Shape labeling items:
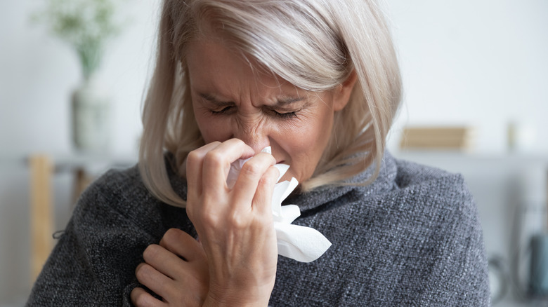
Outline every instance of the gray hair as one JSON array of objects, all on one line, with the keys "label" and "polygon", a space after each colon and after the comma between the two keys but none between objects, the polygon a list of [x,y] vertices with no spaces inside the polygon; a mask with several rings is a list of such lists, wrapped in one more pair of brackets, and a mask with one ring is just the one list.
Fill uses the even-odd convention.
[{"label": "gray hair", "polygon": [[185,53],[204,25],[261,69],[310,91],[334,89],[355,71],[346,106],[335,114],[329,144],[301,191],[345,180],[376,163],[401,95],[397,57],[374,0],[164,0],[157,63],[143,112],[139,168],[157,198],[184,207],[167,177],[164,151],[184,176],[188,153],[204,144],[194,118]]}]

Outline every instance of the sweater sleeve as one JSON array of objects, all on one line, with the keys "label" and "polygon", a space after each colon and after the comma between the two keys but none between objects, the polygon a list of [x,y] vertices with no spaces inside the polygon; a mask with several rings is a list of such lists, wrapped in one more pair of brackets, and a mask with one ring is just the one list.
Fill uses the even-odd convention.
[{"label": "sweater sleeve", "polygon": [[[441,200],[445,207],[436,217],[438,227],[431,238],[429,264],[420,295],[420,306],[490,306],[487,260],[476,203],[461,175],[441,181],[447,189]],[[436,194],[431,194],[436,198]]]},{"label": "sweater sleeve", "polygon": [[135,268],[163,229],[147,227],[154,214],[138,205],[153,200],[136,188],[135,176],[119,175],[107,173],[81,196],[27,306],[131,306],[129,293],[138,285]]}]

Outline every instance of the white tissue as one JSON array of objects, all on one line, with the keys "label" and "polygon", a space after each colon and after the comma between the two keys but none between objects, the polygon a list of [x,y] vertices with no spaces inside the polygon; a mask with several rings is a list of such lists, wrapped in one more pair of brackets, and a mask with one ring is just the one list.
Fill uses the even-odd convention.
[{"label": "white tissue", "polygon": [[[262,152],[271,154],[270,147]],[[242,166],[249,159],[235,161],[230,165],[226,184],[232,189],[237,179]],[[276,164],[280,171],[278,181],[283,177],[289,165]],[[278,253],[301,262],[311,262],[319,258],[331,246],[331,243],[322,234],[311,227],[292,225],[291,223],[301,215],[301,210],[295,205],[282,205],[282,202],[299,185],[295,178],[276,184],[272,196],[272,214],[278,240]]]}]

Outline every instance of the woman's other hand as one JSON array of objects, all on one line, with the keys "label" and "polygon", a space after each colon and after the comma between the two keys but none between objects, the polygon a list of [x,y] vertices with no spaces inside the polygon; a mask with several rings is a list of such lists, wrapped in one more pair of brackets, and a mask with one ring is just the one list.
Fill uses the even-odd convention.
==
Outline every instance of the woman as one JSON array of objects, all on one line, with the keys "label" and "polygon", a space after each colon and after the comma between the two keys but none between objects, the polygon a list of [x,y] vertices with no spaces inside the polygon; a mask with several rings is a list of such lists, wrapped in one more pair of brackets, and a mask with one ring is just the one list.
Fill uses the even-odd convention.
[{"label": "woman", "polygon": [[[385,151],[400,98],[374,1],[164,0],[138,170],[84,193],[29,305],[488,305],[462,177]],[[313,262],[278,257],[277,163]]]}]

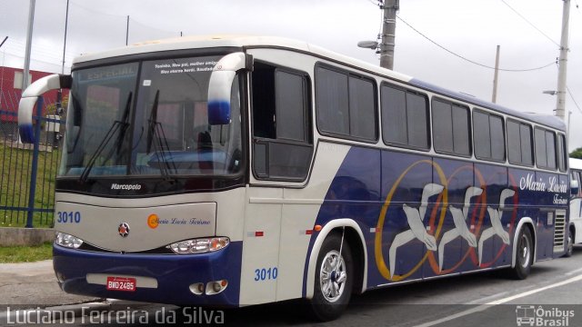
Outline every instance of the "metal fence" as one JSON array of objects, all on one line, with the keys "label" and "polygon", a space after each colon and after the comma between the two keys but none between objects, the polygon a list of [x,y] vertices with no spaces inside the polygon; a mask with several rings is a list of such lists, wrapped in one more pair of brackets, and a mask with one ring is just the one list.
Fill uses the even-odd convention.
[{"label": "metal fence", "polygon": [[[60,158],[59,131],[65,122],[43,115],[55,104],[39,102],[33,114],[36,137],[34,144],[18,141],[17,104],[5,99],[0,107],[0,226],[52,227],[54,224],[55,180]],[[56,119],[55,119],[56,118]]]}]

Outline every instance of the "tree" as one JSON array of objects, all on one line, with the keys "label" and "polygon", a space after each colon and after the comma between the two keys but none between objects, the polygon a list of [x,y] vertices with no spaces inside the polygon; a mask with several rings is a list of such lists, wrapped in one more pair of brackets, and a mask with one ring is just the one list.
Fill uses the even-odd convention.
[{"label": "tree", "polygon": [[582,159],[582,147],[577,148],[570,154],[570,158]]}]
--
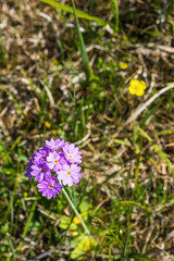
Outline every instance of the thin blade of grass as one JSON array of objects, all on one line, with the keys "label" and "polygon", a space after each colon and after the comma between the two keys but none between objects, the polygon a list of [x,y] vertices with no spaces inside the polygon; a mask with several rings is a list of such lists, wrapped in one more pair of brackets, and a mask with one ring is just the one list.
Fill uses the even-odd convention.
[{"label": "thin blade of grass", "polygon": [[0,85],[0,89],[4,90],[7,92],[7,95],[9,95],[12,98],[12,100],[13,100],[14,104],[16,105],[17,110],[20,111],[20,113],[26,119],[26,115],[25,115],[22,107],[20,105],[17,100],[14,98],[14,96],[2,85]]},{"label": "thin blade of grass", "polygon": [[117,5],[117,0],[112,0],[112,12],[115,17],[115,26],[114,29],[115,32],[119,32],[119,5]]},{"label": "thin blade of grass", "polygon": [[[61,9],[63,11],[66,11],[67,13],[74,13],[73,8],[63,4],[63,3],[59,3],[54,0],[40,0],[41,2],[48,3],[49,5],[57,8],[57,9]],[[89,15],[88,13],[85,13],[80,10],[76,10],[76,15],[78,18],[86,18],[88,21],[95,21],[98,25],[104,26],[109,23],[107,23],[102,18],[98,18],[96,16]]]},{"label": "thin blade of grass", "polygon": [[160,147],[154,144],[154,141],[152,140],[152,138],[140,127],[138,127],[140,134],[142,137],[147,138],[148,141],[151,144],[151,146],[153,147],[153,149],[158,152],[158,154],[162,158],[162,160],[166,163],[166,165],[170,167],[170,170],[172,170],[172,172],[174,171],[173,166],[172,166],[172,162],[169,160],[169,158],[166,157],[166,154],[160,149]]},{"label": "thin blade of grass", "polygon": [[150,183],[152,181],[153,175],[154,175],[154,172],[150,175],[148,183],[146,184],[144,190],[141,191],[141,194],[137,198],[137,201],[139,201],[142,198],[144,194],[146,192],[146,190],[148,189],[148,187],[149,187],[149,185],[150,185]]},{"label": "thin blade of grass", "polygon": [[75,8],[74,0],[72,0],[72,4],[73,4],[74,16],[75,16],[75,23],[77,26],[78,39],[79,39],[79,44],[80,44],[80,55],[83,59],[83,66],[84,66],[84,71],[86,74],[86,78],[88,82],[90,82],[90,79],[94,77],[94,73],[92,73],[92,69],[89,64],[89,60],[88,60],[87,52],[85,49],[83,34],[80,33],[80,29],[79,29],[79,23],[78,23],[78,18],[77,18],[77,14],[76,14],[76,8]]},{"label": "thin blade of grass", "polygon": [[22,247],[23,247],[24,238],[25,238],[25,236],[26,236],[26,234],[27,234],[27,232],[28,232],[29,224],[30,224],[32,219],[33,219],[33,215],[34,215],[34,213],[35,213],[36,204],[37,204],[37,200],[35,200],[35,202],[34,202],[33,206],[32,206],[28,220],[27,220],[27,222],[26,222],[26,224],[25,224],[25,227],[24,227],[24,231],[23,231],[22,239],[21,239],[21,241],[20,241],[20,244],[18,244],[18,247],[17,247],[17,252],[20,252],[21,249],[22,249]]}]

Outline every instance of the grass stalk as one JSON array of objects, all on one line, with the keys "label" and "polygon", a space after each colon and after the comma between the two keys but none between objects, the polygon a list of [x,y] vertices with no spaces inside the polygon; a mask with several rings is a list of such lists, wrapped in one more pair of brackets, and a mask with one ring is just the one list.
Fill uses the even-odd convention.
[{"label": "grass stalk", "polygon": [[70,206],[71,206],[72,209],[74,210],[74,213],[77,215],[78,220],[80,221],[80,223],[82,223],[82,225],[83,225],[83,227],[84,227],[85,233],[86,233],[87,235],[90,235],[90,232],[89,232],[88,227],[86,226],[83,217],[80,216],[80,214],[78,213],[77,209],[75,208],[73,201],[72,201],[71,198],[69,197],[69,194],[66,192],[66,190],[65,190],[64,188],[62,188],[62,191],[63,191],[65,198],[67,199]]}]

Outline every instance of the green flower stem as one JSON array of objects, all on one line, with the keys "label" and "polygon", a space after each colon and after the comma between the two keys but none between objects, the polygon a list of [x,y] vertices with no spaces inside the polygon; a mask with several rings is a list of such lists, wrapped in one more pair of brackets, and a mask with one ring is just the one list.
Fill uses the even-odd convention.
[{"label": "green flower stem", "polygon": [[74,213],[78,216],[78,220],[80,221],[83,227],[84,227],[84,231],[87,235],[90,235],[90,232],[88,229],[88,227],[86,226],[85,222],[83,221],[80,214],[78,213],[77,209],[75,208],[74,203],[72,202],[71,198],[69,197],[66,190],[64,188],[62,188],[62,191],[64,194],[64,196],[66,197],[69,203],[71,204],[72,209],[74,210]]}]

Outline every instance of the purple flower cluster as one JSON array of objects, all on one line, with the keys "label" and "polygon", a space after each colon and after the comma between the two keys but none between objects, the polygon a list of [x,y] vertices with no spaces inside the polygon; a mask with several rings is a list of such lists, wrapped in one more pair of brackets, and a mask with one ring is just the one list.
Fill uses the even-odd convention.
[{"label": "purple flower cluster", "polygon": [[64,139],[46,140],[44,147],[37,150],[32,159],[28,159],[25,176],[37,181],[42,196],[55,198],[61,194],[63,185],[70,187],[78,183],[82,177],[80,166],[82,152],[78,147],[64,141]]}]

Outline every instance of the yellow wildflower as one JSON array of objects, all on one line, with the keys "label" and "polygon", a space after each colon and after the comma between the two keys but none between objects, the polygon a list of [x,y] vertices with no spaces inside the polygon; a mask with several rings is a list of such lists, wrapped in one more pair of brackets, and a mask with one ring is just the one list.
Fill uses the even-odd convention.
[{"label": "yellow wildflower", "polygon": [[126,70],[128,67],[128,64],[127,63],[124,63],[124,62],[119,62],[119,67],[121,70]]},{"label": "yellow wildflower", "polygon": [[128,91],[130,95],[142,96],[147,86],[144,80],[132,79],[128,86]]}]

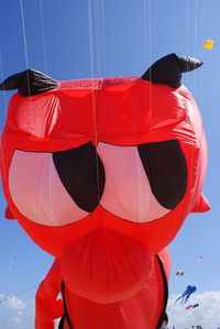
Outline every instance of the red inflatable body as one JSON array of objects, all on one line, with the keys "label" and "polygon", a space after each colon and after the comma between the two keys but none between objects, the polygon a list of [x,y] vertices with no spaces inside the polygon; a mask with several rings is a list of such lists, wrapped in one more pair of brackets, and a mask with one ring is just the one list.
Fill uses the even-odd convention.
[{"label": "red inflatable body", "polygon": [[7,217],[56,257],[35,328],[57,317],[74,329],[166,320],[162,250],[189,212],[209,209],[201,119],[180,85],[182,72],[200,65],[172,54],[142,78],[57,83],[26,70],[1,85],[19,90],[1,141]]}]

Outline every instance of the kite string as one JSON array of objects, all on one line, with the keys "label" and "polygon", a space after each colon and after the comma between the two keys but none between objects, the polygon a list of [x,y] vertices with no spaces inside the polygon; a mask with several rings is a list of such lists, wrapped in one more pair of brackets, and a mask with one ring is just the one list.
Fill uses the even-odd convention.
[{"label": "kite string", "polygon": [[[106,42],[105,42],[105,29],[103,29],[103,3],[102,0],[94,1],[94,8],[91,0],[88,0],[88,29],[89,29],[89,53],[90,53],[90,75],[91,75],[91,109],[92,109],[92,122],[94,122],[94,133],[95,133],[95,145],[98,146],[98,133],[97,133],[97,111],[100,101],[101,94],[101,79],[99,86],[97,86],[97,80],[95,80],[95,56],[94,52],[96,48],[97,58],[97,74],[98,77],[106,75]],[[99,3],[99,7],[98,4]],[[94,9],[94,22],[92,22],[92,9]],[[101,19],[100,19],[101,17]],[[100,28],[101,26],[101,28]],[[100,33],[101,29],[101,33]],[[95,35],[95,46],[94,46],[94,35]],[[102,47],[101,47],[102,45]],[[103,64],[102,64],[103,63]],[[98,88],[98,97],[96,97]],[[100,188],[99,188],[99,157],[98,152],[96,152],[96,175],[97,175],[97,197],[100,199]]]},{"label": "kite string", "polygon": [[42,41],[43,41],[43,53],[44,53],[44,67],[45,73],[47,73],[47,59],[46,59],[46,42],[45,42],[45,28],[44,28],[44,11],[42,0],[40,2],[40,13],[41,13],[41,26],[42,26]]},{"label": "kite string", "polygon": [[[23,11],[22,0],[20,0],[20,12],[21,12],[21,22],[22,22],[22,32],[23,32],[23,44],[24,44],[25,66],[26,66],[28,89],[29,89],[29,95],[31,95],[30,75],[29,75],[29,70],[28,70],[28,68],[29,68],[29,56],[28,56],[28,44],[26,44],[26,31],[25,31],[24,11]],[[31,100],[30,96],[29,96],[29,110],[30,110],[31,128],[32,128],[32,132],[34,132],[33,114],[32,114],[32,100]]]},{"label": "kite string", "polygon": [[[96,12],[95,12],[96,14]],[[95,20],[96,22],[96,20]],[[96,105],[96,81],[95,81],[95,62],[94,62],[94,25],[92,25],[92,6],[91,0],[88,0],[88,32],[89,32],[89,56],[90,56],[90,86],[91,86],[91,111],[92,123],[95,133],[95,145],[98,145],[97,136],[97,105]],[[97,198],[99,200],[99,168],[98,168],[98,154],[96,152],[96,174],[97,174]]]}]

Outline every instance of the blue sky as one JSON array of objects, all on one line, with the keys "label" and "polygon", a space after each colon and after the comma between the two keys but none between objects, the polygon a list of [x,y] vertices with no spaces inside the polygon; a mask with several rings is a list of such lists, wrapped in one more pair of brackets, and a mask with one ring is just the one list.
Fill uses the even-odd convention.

### [CHALLENGE]
Which lines in the items above contain the string "tree"? List each of those lines in full.

### [WRITTEN ANSWER]
Outline every instance of the "tree" as one JSON array of objects, all on one line, with the keys "label" and "polygon", a space after each colon and after the comma between the two keys but none between objects, the polygon a list of [x,y] vertices with no spaces inside the polygon; a mask with several rings is a list of such lists, wrapped in one more pair of brackets, and a mask with one ring is just the one list.
[{"label": "tree", "polygon": [[582,159],[582,147],[577,148],[570,154],[570,158]]}]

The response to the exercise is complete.